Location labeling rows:
★ ★ ★
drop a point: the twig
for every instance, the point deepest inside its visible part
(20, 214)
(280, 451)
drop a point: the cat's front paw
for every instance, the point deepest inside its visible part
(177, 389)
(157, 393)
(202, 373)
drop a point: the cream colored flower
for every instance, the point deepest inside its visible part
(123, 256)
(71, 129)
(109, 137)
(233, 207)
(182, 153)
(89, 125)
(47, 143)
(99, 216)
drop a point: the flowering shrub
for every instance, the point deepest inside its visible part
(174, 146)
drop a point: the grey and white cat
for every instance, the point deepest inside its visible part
★ ★ ★
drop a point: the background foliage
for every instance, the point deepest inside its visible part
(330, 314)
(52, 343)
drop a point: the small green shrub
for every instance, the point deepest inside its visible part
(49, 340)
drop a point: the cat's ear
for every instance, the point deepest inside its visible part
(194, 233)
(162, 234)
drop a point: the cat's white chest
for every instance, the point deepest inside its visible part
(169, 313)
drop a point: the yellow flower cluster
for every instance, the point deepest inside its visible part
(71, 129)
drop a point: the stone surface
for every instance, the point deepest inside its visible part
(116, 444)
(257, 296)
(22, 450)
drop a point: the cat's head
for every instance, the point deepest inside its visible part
★ ★ ★
● **Problem to work on**:
Report every line of the rows above that contains the word "drop", treating uppercase and lowercase letters as distinct.

● **Correct answer**:
drop a point: the twig
drop a point: the cat's front paw
drop a point: the cream colored flower
drop a point: the flowering shrub
drop a point: the grey and white cat
drop a point: the background foliage
drop a point: the small green shrub
drop a point: the cat's ear
drop a point: the cat's white chest
drop a point: the yellow flower cluster
drop a point: the stone surface
drop a point: the cat's head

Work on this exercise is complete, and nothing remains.